● **What you are asked to do**: What you return should be every line of the material, unchanged.

● **Given entries**:
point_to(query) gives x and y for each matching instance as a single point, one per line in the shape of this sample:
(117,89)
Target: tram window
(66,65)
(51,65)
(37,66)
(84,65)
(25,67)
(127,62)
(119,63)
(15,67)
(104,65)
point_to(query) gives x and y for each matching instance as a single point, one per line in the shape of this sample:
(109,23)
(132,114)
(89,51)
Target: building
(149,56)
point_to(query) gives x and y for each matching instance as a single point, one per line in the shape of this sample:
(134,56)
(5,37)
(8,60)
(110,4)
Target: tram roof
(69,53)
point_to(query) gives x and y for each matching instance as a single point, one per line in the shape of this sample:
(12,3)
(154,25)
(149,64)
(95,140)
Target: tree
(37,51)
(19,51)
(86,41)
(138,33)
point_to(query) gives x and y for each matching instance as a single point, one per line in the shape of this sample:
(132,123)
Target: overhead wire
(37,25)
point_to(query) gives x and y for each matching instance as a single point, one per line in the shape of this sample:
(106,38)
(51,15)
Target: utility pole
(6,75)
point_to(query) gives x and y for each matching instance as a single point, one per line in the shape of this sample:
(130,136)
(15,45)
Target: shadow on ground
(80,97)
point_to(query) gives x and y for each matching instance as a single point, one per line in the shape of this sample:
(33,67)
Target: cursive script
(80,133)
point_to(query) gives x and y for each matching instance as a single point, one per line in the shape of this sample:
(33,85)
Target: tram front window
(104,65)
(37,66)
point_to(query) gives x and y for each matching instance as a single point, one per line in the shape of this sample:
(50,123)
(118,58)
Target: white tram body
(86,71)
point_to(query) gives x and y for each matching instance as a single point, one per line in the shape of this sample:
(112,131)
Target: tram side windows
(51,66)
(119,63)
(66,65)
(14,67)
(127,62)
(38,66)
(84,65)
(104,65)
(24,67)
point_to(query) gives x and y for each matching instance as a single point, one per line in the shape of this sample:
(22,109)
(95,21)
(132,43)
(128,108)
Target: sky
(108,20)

● **Answer to the exercise**:
point_to(query) gives x and y for each matching instance as a single point, one per line in the shape of this sample:
(117,89)
Target: tram window
(66,65)
(51,65)
(37,66)
(84,65)
(25,67)
(127,62)
(119,63)
(15,67)
(104,65)
point_to(query) gives x and y for each matching instance as a single point, one per line in the shape of this sample:
(109,23)
(132,114)
(89,51)
Target: building
(149,56)
point_to(query) gives x and y for each matching instance as a single point, one per line in the shape of this sample:
(134,56)
(5,37)
(8,60)
(110,4)
Target: tram roof
(69,53)
point_to(query) gives x and y for each matching instance as a single point, one per line in the shape of this sample:
(12,3)
(154,25)
(149,64)
(95,140)
Target: tree
(37,51)
(19,51)
(86,41)
(138,33)
point_to(query) gives x and y for each matching instance as a single point, one per line in the shape of this sample:
(132,123)
Target: overhead wire
(37,25)
point_to(query) gives x and y for each matching instance as a single point, one per line in the shape of this sample:
(106,38)
(51,15)
Target: utility pole
(6,75)
point_to(query) gives x and y for each matching instance as a single point, one per line in the shape of this sample:
(130,136)
(15,45)
Target: shadow on ground
(80,97)
point_to(query) gives x and y for each matching instance as a single point, one per line in the shape of this sample:
(33,67)
Target: cursive script
(80,133)
point_to(query) gives x and y for each matching instance as a single point, one per line in the shape of this sample:
(33,85)
Target: tram front window
(104,65)
(37,66)
point_to(query) gives x and y for each matching instance as a single point, one per line in the shape of this sample:
(50,123)
(118,58)
Target: white tram body
(86,71)
point_to(query) gives x and y for each matching instance as a single point, one per line in the shape of this sample:
(112,131)
Target: tram side windows
(51,66)
(119,63)
(66,65)
(14,67)
(127,62)
(38,66)
(84,65)
(104,65)
(24,67)
point_to(query) gives x and y for each matching instance as a single point, one per line in the shape of this sample:
(22,109)
(95,21)
(132,43)
(128,108)
Target: sky
(108,20)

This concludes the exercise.